__To do__
Everything in the listing except the pictures should be written out exactly.
— START —
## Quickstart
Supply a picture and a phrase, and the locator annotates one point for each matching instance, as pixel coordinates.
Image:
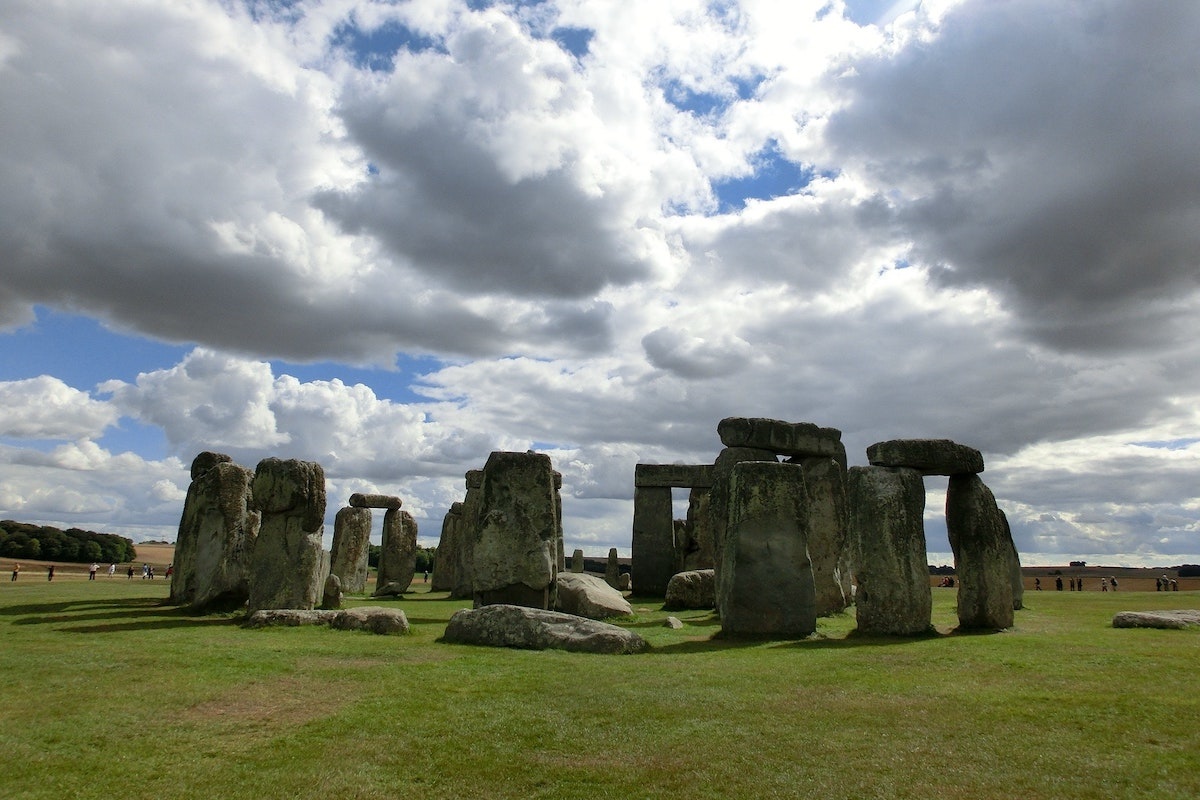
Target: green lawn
(109, 693)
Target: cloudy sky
(395, 236)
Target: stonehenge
(775, 485)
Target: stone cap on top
(929, 456)
(783, 438)
(360, 500)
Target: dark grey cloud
(1045, 151)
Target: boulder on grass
(586, 595)
(534, 629)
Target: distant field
(111, 693)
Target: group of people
(147, 571)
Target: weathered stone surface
(928, 456)
(351, 547)
(783, 438)
(216, 536)
(691, 589)
(515, 555)
(288, 569)
(397, 553)
(653, 540)
(331, 597)
(359, 500)
(207, 461)
(612, 569)
(373, 619)
(765, 584)
(887, 536)
(468, 533)
(673, 475)
(445, 563)
(1177, 619)
(535, 629)
(366, 618)
(288, 617)
(825, 479)
(719, 494)
(586, 595)
(982, 547)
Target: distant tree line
(425, 557)
(19, 540)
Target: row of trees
(425, 557)
(19, 540)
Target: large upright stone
(719, 494)
(515, 555)
(216, 536)
(825, 480)
(928, 456)
(286, 570)
(397, 553)
(983, 553)
(793, 439)
(765, 585)
(445, 564)
(653, 540)
(351, 548)
(887, 535)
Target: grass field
(111, 693)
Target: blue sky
(395, 236)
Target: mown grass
(109, 693)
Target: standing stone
(445, 563)
(653, 541)
(397, 553)
(612, 569)
(351, 548)
(887, 535)
(468, 533)
(765, 585)
(825, 480)
(286, 570)
(515, 554)
(982, 549)
(216, 536)
(719, 494)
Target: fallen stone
(288, 617)
(589, 596)
(1180, 619)
(534, 629)
(375, 619)
(691, 589)
(929, 456)
(360, 500)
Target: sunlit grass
(108, 693)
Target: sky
(395, 236)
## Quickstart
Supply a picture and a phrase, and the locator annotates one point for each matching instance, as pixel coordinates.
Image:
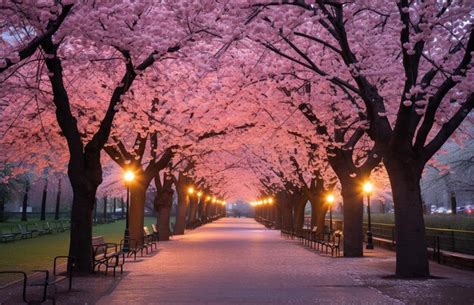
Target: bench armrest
(46, 272)
(70, 264)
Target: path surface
(237, 261)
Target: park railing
(460, 241)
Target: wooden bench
(7, 236)
(50, 280)
(334, 243)
(150, 238)
(106, 254)
(47, 280)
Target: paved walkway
(237, 261)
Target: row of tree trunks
(412, 251)
(299, 205)
(183, 204)
(163, 202)
(193, 206)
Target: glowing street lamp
(128, 177)
(330, 201)
(368, 188)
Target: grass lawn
(39, 252)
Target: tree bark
(164, 222)
(162, 203)
(43, 201)
(137, 211)
(180, 224)
(25, 202)
(58, 201)
(412, 254)
(193, 204)
(278, 225)
(299, 207)
(105, 208)
(2, 207)
(318, 212)
(183, 203)
(353, 217)
(286, 216)
(80, 246)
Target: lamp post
(128, 177)
(330, 201)
(368, 190)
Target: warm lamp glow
(368, 187)
(129, 176)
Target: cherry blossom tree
(407, 63)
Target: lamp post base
(370, 241)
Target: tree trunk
(2, 208)
(164, 222)
(180, 224)
(122, 211)
(193, 203)
(25, 202)
(278, 225)
(286, 216)
(80, 246)
(318, 212)
(201, 208)
(58, 201)
(412, 254)
(298, 220)
(314, 213)
(105, 208)
(43, 201)
(353, 217)
(136, 212)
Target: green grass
(455, 222)
(39, 252)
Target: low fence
(460, 241)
— END —
__Response to this exercise__
## Quickstart
Supply a picture and a phrase, and the locator annotates one point for each matching instance, as pixel coordinates.
Image:
Target: green lawn
(109, 693)
Target: cloudy sky
(395, 236)
Target: stonehenge
(775, 485)
Target: stone cap on top
(929, 456)
(783, 438)
(360, 500)
Target: dark grey cloud
(1045, 151)
Target: boulder on grass
(586, 595)
(534, 629)
Target: distant field
(111, 693)
Target: group of people
(147, 571)
Target: weathered stone surface
(928, 456)
(351, 547)
(783, 438)
(216, 536)
(691, 589)
(515, 555)
(288, 569)
(397, 553)
(653, 540)
(331, 597)
(359, 500)
(207, 461)
(612, 569)
(373, 619)
(765, 584)
(887, 536)
(468, 533)
(673, 475)
(445, 563)
(1177, 619)
(535, 629)
(366, 618)
(288, 617)
(825, 479)
(719, 494)
(586, 595)
(982, 547)
Target: distant tree line
(425, 557)
(19, 540)
Target: row of trees
(425, 557)
(19, 540)
Target: large upright stone
(719, 494)
(515, 555)
(216, 536)
(825, 480)
(928, 456)
(286, 570)
(397, 553)
(983, 553)
(793, 439)
(765, 585)
(445, 564)
(653, 540)
(351, 548)
(887, 535)
Target: grass field
(111, 693)
Target: blue sky
(395, 236)
Target: mown grass
(109, 693)
Target: standing stone
(445, 563)
(653, 541)
(397, 553)
(612, 569)
(351, 548)
(887, 535)
(468, 533)
(765, 585)
(825, 480)
(286, 570)
(515, 554)
(982, 549)
(216, 536)
(719, 494)
Target: fallen stone
(288, 617)
(589, 596)
(1180, 619)
(534, 629)
(375, 619)
(691, 589)
(929, 456)
(360, 500)
Target: sunlit grass
(108, 693)
Target: sky
(395, 236)
## Quickstart
Supply a picture and a phrase, and the locator annotates one point for each matching instance, as pixel coordinates.
Image:
Target: bench armrest
(46, 272)
(70, 264)
Target: path surface
(237, 261)
Target: park railing
(460, 241)
Target: wooden bench
(7, 236)
(50, 280)
(334, 243)
(150, 238)
(106, 254)
(47, 280)
Target: paved walkway
(237, 261)
Target: row of tree trunks
(412, 251)
(299, 205)
(183, 204)
(163, 202)
(193, 206)
Target: glowing street lamp
(128, 177)
(330, 201)
(368, 188)
Target: grass lawn
(39, 252)
Target: tree bark
(164, 222)
(162, 203)
(43, 201)
(137, 211)
(180, 224)
(25, 202)
(58, 201)
(412, 254)
(193, 204)
(278, 225)
(299, 207)
(105, 208)
(2, 207)
(318, 212)
(183, 203)
(353, 217)
(286, 216)
(80, 246)
Target: lamp post
(128, 177)
(330, 201)
(368, 190)
Target: warm lamp glow
(368, 187)
(129, 176)
Target: cherry blossom tree
(407, 63)
Target: lamp post base
(370, 241)
Target: tree trunk
(2, 208)
(164, 222)
(180, 224)
(122, 211)
(193, 203)
(25, 202)
(278, 225)
(286, 216)
(80, 246)
(318, 212)
(201, 208)
(58, 201)
(412, 254)
(298, 220)
(314, 213)
(105, 208)
(43, 201)
(353, 217)
(136, 212)
Target: green grass
(455, 222)
(39, 252)
Target: low fence
(460, 241)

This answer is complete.